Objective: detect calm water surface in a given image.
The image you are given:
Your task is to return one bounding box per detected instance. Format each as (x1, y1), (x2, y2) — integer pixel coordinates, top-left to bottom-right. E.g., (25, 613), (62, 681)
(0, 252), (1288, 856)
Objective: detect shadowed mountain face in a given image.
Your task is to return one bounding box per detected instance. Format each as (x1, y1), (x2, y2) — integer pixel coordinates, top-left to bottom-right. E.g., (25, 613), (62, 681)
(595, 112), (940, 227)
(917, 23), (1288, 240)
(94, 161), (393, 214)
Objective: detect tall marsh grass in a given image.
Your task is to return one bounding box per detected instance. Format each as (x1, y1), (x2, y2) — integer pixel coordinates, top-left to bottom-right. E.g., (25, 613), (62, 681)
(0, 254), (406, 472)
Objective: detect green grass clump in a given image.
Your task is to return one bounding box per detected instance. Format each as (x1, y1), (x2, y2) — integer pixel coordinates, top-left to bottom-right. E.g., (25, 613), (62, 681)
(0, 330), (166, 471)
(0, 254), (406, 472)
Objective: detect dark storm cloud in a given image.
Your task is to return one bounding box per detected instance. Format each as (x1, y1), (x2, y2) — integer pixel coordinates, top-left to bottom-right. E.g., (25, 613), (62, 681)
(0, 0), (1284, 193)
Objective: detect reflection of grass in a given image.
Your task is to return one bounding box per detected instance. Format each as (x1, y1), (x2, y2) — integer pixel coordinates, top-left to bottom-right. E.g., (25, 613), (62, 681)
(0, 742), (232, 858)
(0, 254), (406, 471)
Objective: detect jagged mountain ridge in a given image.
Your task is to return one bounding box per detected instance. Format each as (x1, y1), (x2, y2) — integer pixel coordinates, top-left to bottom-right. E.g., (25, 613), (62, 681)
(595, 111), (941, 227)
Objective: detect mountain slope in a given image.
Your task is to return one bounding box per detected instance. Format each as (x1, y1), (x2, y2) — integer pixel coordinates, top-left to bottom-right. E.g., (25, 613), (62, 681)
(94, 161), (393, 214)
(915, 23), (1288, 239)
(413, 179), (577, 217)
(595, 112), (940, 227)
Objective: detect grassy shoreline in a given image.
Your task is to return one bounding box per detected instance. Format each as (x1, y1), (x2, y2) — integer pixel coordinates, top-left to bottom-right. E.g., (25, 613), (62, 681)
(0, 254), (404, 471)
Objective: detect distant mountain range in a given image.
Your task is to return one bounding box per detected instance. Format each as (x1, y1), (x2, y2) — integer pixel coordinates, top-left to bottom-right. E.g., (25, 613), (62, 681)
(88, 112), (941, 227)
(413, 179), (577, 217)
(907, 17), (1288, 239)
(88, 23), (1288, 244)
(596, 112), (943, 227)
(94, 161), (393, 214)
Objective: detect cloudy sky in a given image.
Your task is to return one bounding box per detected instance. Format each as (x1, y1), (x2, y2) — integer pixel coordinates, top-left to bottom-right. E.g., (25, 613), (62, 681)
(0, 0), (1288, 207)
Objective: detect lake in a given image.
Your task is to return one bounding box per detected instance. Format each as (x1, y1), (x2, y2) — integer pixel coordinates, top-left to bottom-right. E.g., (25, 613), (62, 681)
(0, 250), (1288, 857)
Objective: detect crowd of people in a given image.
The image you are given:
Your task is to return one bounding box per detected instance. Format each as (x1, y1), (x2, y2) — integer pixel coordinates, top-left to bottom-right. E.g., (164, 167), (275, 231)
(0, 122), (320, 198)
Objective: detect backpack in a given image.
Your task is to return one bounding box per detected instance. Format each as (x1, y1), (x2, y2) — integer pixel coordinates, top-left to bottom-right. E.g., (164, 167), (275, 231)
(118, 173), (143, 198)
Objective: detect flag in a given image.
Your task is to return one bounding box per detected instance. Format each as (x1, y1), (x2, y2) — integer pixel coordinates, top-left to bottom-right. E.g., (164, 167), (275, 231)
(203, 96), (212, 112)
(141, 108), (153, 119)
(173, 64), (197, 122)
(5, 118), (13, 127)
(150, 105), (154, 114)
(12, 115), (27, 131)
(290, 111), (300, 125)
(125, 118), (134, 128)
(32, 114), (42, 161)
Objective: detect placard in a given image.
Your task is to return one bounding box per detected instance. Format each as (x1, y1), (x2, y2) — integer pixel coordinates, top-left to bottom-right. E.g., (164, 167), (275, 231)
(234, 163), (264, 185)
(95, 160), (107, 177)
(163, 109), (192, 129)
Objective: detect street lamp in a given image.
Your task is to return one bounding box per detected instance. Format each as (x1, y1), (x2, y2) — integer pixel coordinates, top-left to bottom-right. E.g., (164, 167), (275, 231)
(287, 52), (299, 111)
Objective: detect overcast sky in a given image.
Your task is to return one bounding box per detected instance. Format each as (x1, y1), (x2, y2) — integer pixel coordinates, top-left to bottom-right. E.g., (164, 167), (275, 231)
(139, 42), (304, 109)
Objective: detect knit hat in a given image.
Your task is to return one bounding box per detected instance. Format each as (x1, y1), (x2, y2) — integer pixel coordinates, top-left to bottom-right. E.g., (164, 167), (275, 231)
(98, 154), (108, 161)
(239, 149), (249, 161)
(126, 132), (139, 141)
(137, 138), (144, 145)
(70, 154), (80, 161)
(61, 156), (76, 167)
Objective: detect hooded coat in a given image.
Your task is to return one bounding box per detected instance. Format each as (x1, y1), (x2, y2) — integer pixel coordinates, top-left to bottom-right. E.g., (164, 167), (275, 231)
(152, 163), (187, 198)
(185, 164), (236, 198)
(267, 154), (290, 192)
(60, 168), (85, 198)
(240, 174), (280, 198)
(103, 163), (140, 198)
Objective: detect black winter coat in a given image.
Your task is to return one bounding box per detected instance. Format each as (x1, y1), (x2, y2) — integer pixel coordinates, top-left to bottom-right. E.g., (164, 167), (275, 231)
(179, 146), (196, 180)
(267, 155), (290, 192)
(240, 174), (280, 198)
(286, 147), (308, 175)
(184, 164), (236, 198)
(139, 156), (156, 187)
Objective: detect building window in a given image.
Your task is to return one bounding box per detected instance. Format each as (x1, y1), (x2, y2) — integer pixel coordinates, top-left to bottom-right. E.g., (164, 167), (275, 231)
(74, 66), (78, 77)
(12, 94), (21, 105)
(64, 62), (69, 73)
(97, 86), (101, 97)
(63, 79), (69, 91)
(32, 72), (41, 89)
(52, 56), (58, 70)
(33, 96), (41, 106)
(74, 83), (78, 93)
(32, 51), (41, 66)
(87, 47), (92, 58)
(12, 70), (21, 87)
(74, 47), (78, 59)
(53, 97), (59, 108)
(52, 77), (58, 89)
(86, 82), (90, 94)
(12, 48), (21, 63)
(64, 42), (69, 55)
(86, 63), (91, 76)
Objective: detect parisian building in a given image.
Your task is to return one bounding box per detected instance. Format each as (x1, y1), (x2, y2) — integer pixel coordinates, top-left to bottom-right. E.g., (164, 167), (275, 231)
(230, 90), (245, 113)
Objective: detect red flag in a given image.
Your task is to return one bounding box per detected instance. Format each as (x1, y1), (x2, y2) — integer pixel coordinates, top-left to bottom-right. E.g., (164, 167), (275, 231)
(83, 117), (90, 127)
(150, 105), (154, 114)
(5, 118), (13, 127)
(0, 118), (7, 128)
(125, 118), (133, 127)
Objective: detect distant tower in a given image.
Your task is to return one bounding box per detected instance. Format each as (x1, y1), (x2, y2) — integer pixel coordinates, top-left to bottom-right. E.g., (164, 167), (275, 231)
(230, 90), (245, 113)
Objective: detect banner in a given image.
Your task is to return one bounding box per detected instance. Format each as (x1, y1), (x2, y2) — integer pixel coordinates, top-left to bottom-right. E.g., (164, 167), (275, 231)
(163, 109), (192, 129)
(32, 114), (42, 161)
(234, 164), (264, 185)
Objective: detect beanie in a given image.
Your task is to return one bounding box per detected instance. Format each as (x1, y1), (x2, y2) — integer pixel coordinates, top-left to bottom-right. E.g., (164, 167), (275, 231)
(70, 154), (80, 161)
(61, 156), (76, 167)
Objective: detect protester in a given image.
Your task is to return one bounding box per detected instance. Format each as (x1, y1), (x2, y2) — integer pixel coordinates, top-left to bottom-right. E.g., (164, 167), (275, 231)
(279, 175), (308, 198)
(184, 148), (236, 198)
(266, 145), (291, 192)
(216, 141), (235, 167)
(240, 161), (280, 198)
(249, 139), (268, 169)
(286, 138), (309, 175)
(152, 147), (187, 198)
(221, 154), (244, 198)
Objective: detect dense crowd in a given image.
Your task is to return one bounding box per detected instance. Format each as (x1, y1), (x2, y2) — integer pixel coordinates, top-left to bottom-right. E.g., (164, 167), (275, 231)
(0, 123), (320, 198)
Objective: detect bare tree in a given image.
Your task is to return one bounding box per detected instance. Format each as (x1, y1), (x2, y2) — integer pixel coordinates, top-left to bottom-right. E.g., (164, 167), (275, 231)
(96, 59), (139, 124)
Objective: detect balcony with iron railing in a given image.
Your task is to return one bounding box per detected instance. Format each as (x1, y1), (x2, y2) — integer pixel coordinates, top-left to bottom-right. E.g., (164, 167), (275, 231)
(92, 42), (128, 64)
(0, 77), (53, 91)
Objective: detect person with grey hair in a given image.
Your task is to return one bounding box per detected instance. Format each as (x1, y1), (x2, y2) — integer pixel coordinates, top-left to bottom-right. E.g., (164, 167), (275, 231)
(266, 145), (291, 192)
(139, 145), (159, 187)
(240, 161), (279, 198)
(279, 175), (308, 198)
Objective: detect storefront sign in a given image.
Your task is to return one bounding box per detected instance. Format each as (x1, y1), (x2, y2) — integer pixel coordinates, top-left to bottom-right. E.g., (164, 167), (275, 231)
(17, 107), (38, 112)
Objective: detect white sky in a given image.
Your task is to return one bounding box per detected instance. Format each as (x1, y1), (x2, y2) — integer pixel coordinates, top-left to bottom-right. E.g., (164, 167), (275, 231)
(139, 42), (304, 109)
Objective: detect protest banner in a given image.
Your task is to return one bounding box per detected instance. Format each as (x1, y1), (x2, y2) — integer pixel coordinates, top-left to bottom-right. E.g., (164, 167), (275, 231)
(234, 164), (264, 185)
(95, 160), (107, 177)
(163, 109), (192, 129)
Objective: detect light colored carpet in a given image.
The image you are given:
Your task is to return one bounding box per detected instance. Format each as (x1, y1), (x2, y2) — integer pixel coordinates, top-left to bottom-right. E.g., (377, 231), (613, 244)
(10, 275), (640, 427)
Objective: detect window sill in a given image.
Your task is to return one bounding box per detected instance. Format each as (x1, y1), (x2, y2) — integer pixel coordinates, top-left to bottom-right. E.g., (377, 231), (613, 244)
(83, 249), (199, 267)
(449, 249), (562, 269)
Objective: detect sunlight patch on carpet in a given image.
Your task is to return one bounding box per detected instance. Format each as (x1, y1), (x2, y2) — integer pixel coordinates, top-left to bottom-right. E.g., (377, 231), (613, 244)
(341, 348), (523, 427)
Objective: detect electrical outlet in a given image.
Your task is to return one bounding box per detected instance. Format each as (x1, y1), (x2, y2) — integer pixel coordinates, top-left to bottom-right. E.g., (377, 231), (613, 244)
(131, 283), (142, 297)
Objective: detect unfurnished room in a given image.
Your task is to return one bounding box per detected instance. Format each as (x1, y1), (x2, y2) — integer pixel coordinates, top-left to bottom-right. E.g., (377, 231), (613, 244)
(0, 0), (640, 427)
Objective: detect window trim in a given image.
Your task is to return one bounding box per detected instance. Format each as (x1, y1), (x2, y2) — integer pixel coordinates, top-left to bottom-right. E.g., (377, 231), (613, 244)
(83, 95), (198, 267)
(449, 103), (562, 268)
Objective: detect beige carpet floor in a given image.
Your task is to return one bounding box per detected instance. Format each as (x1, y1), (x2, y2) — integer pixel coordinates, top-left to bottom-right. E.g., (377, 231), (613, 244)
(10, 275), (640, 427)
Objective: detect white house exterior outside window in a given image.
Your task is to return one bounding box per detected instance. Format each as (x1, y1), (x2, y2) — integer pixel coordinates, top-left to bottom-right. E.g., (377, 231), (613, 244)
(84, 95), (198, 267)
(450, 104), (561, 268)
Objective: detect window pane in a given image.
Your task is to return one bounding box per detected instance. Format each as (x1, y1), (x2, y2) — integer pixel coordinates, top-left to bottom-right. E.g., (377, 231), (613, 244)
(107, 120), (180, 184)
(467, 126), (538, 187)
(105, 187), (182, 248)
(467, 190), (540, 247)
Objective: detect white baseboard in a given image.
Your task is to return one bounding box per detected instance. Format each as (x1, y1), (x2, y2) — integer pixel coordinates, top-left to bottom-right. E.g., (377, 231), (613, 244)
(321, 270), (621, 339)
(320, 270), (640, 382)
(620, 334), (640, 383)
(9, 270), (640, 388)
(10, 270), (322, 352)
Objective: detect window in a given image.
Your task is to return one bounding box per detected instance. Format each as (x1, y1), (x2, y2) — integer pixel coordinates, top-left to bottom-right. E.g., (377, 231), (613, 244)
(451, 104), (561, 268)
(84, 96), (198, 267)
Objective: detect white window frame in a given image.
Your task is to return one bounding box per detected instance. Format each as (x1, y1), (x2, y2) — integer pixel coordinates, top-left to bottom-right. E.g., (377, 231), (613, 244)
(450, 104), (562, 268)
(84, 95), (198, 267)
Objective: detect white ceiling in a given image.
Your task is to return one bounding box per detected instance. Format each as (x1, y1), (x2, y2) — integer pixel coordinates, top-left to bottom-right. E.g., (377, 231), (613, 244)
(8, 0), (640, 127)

What to produce: Can you scale everything from the first line above down to the line containing "(0, 0), (1284, 193)", multiplying each bounding-box coordinate by 2.4 and rounding to whole numbers with halves going up, while leaving every other line and number unchanged? Both end lines count.

In response:
Objective: detect calm water surface in a given image.
The image you are given:
Your task is to return one bounding box per detected instance. Format each as (x1, y1), (x2, y2) — integer pixel coordinates, top-left to bottom-right. E.g., (25, 613), (62, 681)
(0, 605), (3091, 2054)
Objective: detect shadowed mountain face in a given image.
Your task is to return one bounding box per detected instance. Format each as (x1, y1), (x2, y2) — integer pixel coordinates, top-left to bottom-right. E.g., (25, 613), (62, 681)
(1428, 269), (2256, 545)
(2201, 55), (3091, 576)
(226, 386), (943, 514)
Objective: detect tall marsh grass in a given image.
Your task is to return one bounding box per detected instance. Format each as (x1, y1), (x2, y2) — integer pixel coordinates, top-left to bottom-right. E.g., (25, 613), (62, 681)
(0, 610), (974, 1133)
Objective: detect green grass clump in a given image.
Your task is to return one bounding box per detected instance. Format each as (x1, y1), (x2, y2) — integer pixel coordinates, top-left to bottom-right. E.g., (25, 613), (62, 681)
(0, 792), (398, 1130)
(0, 610), (974, 1133)
Objective: detect dark storm cloud in a given image.
Your task is to return one bounding box per detected instance. Format each as (x1, y1), (x2, y2) — integer pixel coordinates, top-left to bottom-right. E.g., (25, 613), (62, 681)
(0, 0), (3082, 463)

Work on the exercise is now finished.